◆ **Set exercise**: Gather every line from the rows below that contains the string "court" and copy each one out. Treat uppercase and lowercase letters as different.
--- Start of Supplied entries ---
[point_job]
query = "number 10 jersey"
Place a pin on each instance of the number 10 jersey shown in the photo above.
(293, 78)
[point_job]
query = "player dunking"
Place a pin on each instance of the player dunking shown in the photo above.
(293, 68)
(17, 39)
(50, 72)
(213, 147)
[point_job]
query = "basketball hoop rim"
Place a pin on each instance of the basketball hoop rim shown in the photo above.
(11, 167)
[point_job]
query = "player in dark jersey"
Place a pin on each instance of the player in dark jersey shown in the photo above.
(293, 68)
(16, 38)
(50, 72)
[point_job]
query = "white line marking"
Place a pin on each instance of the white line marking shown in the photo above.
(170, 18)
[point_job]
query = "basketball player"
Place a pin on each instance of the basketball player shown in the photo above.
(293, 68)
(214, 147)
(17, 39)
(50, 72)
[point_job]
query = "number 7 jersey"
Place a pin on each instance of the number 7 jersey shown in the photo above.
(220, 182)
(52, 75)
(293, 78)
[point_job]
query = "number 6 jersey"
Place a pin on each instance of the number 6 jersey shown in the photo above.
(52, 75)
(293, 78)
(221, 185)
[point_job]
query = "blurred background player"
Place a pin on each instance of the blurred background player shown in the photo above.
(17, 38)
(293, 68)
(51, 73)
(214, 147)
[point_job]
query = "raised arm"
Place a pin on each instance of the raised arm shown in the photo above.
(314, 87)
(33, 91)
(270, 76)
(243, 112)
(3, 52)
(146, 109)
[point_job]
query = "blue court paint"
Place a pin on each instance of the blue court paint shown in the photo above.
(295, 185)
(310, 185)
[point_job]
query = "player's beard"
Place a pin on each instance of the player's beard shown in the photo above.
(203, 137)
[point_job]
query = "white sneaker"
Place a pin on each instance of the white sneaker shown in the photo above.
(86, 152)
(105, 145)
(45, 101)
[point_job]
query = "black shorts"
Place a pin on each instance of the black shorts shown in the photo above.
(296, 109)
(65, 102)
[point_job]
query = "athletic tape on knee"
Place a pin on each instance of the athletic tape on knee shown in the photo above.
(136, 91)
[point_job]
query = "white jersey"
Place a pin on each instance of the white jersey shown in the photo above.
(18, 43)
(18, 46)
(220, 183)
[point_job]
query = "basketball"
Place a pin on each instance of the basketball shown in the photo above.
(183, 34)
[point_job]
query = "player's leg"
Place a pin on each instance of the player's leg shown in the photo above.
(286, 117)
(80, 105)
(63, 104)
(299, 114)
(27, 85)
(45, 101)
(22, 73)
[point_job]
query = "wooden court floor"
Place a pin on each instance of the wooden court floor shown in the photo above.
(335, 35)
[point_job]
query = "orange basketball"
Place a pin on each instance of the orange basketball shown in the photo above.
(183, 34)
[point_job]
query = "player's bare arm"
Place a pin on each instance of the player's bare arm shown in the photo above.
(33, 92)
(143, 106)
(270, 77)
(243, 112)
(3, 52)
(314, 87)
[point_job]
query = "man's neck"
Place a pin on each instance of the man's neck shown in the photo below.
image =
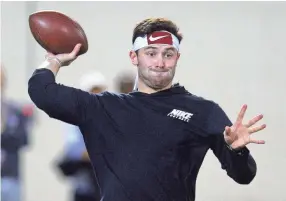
--- End of Supplied entries ---
◆ **Worked answer**:
query = "blue court paint"
Place a pin on each instance of the blue court paint shown in the photo above.
query = "wooden court floor"
Place a pin on each instance of the wooden court floor shown in the photo above.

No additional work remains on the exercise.